BOE land purchase

It’s been nearly two yeas since the BOE decided to purchase the GSP land and neighboring property along Ga. Highway 49. The school superintendent says the $1.2 million deal is close to being done.

Nearly two years ago the Baldwin County Board of Education agreed to a major land purchase, and it looks as though that transaction is close to coming to fruition, according to discussions held at Monday’s BOE work session.

Back in late 2017 board members resolved to purchase the 21 acres next to Baldwin High School heading in the direction of the Milledgeville bypass. Owned by the state, the land is the current home of Georgia State Patrol Post 33 and also includes the property right next door where the Georgia Forestry Commission’s district office used to be located. The price agreed upon was and still is, $1.2 million. 

There have been a couple of factors contributing to the lengthy purchasing process. First, the site had to undergo multiple tests and be given clearance. With all that having been accomplished, the second hurdle is the one currently holding up the deal — the GSP needs a new space to house its operations. Mike Couch of the Central State Hospital Local Redevelopment Authority, who helped broker the deal between the Baldwin County BOE and the state, has identified a space on the CSH campus, but it is not yet ready per school Superintendent Dr. Noris Price.

“We were going to go to closing last week, but we found out at the last minute that the State Patrol barracks that they’re moving into on the campus of Central State Hospital was not ready,” she said Monday. “They needed another two weeks, so we have postponed the closing and we do not have any date at this time but we are getting closer to acquiring the property.”

A couple of possible uses for the GSP land and building, in particular, have been discussed at past board meetings. One would be a district-owned alternative school site since the existing one is in a leased space. Another option is a new site for the GNETS (Georgia Network for Educational and Therapeutic Support) program, which was formerly housed in Davis Elementary until the state deemed the facility unfit three years ago.

• WHAT YOU WILL DO:
#1 List every agency, board, authority and program named in the article on the school board's land purchase, leaving out schools, hospitals and buildings.
#2 Carry on the article about the Baldwin County school board's land purchase, picking up after its final sentence.
The rows have nothing to do with the article above.

• SUPPLIED MATERIAL:
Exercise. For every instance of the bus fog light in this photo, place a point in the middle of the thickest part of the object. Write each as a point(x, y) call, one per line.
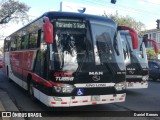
point(144, 78)
point(120, 86)
point(57, 99)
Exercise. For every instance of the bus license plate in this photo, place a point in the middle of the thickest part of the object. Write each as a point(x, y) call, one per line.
point(95, 98)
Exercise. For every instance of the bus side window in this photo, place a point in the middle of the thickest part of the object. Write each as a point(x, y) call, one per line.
point(41, 63)
point(6, 46)
point(33, 40)
point(41, 59)
point(13, 45)
point(25, 41)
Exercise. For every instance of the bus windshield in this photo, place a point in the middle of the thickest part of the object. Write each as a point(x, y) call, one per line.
point(75, 46)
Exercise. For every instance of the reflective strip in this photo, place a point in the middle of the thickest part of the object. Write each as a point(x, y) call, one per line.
point(91, 85)
point(111, 99)
point(63, 102)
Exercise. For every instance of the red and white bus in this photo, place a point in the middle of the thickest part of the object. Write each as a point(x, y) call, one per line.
point(68, 59)
point(137, 70)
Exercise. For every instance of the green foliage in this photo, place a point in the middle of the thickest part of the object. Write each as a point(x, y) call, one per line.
point(128, 21)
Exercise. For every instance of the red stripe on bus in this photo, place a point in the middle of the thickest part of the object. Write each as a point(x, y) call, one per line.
point(53, 102)
point(111, 99)
point(63, 102)
point(75, 102)
point(85, 100)
point(104, 99)
point(40, 80)
point(120, 98)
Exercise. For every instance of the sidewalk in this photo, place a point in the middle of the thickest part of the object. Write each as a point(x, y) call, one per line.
point(7, 105)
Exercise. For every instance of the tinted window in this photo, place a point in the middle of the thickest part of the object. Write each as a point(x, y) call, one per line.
point(25, 42)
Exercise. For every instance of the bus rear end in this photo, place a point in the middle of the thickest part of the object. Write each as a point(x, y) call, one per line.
point(137, 69)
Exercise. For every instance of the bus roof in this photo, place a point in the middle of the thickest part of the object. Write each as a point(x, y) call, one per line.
point(54, 14)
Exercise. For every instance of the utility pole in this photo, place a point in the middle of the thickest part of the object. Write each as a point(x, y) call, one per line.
point(158, 23)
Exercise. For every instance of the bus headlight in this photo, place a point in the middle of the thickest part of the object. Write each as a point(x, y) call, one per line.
point(64, 88)
point(144, 78)
point(120, 86)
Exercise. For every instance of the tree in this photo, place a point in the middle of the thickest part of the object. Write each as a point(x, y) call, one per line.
point(128, 21)
point(11, 10)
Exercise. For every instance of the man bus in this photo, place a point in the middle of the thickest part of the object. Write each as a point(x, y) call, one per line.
point(137, 69)
point(68, 59)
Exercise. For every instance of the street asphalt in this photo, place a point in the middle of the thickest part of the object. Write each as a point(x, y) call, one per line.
point(7, 105)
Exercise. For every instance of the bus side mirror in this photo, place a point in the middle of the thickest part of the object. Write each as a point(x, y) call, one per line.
point(133, 35)
point(48, 31)
point(154, 43)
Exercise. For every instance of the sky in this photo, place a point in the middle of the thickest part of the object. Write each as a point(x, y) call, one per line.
point(145, 11)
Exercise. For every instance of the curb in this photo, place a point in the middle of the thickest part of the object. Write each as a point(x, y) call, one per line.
point(7, 105)
point(2, 109)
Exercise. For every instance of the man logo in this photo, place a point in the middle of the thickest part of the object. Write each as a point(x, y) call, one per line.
point(96, 78)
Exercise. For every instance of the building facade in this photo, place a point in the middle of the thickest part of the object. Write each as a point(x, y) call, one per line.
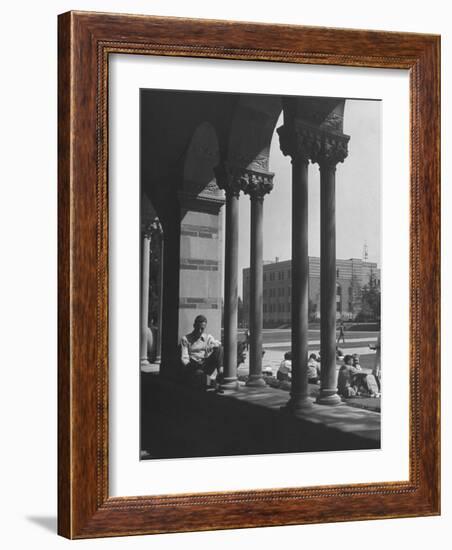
point(351, 276)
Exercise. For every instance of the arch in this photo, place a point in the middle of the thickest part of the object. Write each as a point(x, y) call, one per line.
point(251, 130)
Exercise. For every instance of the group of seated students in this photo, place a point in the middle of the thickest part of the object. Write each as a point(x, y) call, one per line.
point(285, 368)
point(352, 381)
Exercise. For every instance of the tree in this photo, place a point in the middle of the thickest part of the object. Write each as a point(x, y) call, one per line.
point(370, 301)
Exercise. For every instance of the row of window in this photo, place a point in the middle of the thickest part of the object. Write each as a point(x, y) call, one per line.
point(273, 292)
point(280, 308)
point(282, 275)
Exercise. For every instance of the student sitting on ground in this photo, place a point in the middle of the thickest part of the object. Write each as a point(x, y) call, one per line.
point(356, 362)
point(201, 354)
point(345, 381)
point(285, 368)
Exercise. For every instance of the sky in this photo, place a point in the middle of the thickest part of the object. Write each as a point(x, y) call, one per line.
point(358, 191)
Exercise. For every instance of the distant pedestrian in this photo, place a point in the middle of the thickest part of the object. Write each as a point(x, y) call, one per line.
point(341, 333)
point(247, 339)
point(313, 369)
point(285, 368)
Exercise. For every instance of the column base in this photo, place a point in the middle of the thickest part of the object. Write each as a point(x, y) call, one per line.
point(298, 405)
point(329, 397)
point(256, 381)
point(229, 385)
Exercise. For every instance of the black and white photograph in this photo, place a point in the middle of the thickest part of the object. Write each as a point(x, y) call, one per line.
point(260, 290)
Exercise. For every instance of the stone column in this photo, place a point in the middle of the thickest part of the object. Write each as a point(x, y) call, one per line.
point(145, 265)
point(231, 184)
point(158, 345)
point(296, 142)
point(152, 235)
point(333, 150)
point(256, 185)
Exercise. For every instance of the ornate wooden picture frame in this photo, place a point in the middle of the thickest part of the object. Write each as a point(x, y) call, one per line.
point(86, 40)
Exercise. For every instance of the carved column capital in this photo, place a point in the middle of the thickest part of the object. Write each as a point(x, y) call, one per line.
point(152, 229)
point(333, 148)
point(305, 141)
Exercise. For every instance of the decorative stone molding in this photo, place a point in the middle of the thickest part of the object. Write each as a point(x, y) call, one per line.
point(235, 179)
point(298, 141)
point(228, 178)
point(305, 141)
point(257, 184)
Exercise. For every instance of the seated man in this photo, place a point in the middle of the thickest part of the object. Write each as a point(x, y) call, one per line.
point(285, 368)
point(200, 352)
point(345, 382)
point(356, 361)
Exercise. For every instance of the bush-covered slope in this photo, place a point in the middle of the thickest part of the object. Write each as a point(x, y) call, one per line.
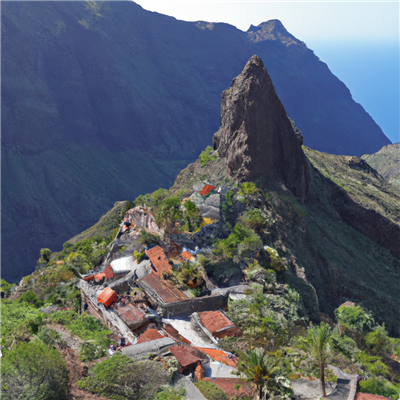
point(103, 100)
point(387, 162)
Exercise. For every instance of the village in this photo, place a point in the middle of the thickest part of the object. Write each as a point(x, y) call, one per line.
point(151, 317)
point(148, 315)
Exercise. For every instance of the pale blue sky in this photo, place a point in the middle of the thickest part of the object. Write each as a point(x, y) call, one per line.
point(359, 40)
point(309, 20)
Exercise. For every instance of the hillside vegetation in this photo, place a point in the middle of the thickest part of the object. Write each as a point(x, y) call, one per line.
point(387, 162)
point(113, 101)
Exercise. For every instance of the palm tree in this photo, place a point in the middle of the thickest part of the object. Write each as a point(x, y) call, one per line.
point(317, 344)
point(253, 365)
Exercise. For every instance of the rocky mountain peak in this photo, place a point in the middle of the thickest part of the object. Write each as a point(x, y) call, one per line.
point(256, 136)
point(272, 30)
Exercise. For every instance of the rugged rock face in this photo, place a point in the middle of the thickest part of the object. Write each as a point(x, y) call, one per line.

• RESPONSES:
#1
- Baldwin County Board of Education (BOE)
- Georgia State Patrol (GSP)
- Georgia Forestry Commission
- Central State Hospital Local Redevelopment Authority
- Georgia Network for Educational and Therapeutic Support (GNETS)

#2
Once the deal is complete, the $1.2 million purchase price for the two parcels (GSP and forestry sites) will come out of the school district’s building fund, which currently has a balance of around $1.5 million, per the superintendent. She said the school system looked into the possibility of using ESPLOST (Education Special Purpose Local Option Sales Tax) funds for the purchase before learning that is not a possibility. 

School district getting additional discount on city stormwater fee

The city recently imposed a stormwater management fee on its water customers, of which the Baldwin County School District is one, based on the amount of property owners’ water runoff into the city system. The fee comes to about $4 a month for most single-family residential properties, but the school district was initially faced with the much larger figure of $4,000 per billing cycle.

School officials contested the fee, saying nearly all of the water runoff from its properties goes into drains and pipes the school district maintains and out to ponds or other natural resources. Price updated school board members Monday, telling them that after multiple meetings with the city, the school system has been granted a 70 percent credit toward the stormwater management fee. The district has been given a significant amount of paperwork to fill out to obtain the credit and is in the process of completing it.

“We do need some assistance from the city in filling out that whole packet, so we’re in the process of doing that,” Price said. “We’ll keep you posted on that, but in order to get the credit we have to fill out the application.”